TASK OBJECTIVE:
Repeat the entries that follow verbatim, without any of their pictures.

══ TASK DATA

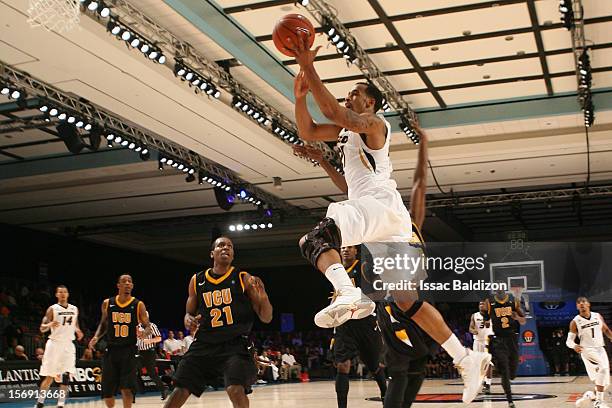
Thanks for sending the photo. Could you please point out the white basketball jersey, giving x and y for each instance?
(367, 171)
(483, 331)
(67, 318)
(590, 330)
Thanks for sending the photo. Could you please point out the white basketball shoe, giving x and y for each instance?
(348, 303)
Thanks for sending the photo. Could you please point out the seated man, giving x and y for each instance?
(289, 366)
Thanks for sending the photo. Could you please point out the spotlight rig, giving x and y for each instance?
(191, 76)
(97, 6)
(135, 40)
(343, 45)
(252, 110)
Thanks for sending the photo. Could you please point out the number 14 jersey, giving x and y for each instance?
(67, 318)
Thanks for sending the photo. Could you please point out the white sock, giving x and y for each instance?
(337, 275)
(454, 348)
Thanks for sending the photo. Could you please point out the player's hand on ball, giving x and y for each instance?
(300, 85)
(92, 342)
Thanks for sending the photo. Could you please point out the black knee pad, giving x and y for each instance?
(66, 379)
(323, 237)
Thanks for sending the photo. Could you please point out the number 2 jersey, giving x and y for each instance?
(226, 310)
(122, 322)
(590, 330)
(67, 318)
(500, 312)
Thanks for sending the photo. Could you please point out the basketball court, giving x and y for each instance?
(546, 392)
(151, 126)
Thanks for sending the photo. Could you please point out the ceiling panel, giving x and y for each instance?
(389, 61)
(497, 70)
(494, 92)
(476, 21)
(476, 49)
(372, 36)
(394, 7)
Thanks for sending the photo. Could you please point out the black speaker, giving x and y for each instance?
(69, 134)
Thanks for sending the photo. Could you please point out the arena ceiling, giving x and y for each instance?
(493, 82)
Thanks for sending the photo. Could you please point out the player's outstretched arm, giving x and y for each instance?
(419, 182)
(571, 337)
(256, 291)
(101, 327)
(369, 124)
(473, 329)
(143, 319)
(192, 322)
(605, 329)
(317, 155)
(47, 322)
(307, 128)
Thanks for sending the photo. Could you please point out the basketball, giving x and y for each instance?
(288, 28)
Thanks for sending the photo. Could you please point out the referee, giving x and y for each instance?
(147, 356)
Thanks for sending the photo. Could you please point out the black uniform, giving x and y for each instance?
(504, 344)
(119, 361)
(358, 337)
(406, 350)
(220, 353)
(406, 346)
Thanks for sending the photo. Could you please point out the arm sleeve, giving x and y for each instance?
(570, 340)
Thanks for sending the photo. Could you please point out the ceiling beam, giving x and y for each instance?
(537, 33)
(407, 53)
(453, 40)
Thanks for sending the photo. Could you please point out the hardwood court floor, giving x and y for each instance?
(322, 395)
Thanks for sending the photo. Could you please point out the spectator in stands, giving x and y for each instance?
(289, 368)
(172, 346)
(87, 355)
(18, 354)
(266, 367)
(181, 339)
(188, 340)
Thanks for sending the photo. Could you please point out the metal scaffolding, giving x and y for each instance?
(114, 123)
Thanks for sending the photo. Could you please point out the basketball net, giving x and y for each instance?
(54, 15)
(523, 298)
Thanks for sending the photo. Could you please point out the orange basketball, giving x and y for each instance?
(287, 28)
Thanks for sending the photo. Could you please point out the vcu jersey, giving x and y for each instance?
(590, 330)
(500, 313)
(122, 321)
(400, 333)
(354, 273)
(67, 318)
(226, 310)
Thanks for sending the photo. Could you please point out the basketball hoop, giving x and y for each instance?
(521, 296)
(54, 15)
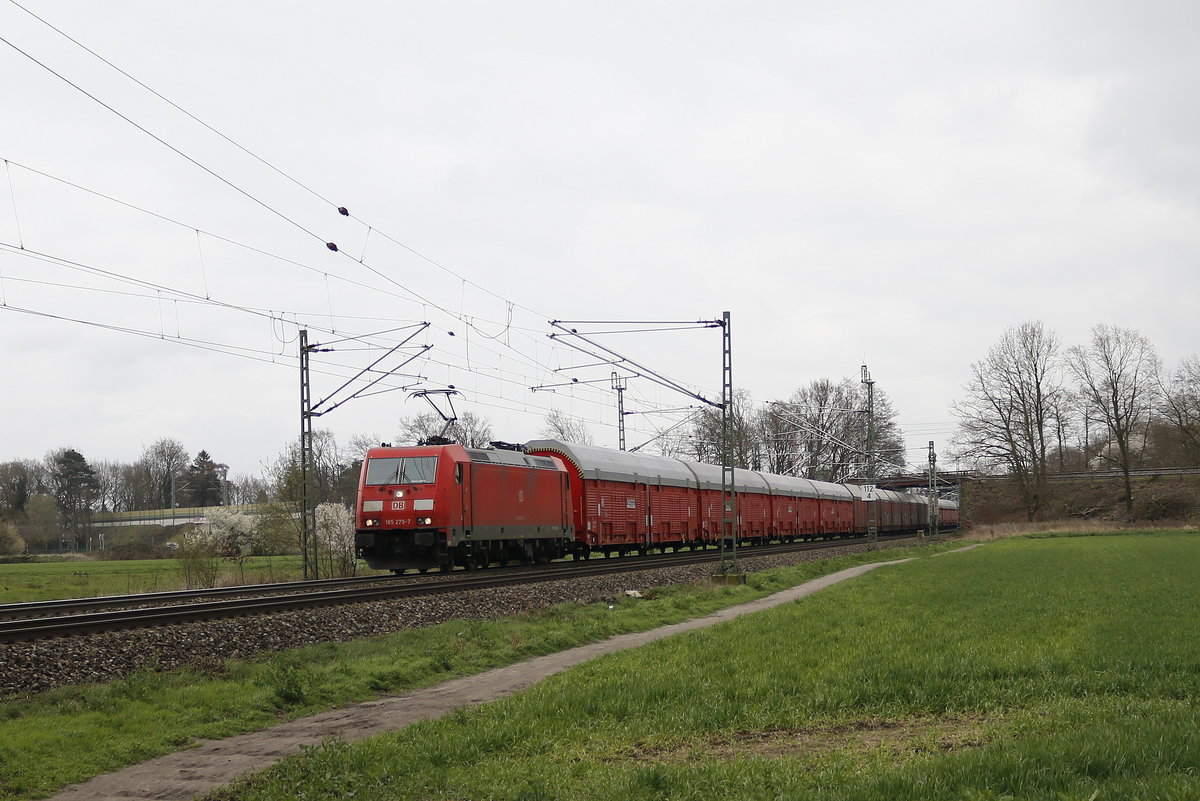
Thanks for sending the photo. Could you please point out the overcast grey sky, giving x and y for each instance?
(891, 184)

════

REPLY TO THE TASK:
Thanks for sending the photo. Could you please point out the white basketball jersey, giving x and y for each instance?
(367, 171)
(483, 331)
(67, 318)
(590, 330)
Thanks for sending the photo. Could you please point out the white basketball shoe, giving x and y for each instance?
(348, 303)
Thanks for sending the photo. Could you please point out the seated man, giving x and y for each instance?
(289, 366)
Thanks for sending the photo. Could you please point out the spotlight rig, giving x and y for each instance?
(191, 76)
(97, 6)
(135, 40)
(343, 45)
(252, 110)
Thanks for sending the photo. Could you please point out the number 14 jersey, giving x and y for each instance?
(67, 318)
Thanks for sending the photo. Could you please point out the white sock, giving x and y for each instance?
(337, 275)
(454, 348)
Thanks for sending the photo. Could you please point out the player's hand on ball, giving x and y for each instance?
(300, 85)
(92, 342)
Thanks for sending the photo. Could you please point out the black knee pad, giving x and y for each instance?
(66, 379)
(323, 237)
Thanks for sending the photo. Could you please point out the number 2 jersey, giving x and y for each instance?
(226, 310)
(122, 322)
(590, 330)
(67, 318)
(500, 312)
Thanks for sending the photo. Could you please point out the basketball court, giving x and y for each instance?
(546, 392)
(151, 126)
Thanks for sending the photo. Could you please point out the ceiling panel, giving x and y for each instance?
(389, 61)
(497, 70)
(494, 92)
(476, 21)
(476, 49)
(372, 36)
(394, 7)
Thanks for sending the photo. Could you please point out the black speaker, giving x and y for each instance?
(69, 134)
Thanks for sending the photo. Could you please point out the arena ceiling, giving x and y for each instance?
(493, 82)
Thanks for sending the photo. Could you please point out the player's outstretched arm, giving x and y for each instance?
(419, 182)
(571, 337)
(256, 291)
(101, 327)
(369, 124)
(473, 329)
(143, 319)
(192, 322)
(605, 329)
(317, 155)
(47, 322)
(307, 128)
Thanks for sending the photo. Could you please point out the basketball, giving x and y for each instance?
(288, 28)
Thanks for sending the photo. Could you please point out the referee, giving x and y for each instance?
(147, 356)
Thanks for sending the photo. Could you please point out the black uniform, giving x and y for each instance?
(504, 344)
(119, 361)
(358, 337)
(406, 350)
(220, 353)
(406, 346)
Thanks for sending the photo. Could you please point out the arm sleeve, giving x and y for each instance?
(570, 340)
Thanks for sending the photo. Could you please point out the ceiling beam, giving x and y for each instance?
(537, 33)
(407, 53)
(453, 40)
Thanks for sending the photo. Could you please point out the hardwood court floor, giving x and y for each instance?
(322, 395)
Thanks for sending the photo. Could you please point out the spectator in stands, giving x and y for each instance?
(289, 368)
(172, 346)
(87, 355)
(18, 354)
(266, 367)
(181, 339)
(188, 340)
Thanks for sending the photo. Could you please point out the metal scaffolding, giving x and y for each instance?
(114, 123)
Thanks for sending the photo. Could you please point out the basketball net, giving x and y for each instance?
(54, 15)
(523, 298)
Thanks for sending the photo. Could you please point out the orange basketball, giving x and y for each instance?
(287, 28)
Thanks for sending the photo. Could you please point out the vcu jersey, giving x and y for each instance?
(590, 330)
(500, 313)
(122, 321)
(400, 333)
(354, 273)
(67, 318)
(226, 310)
Thanks for sending the photo. Could you please point out the basketball hoop, giving x and y for each instance?
(521, 296)
(54, 15)
Thanks for sending the photo. Could you please point out the overcast grey sky, giving x and y for each instance?
(891, 184)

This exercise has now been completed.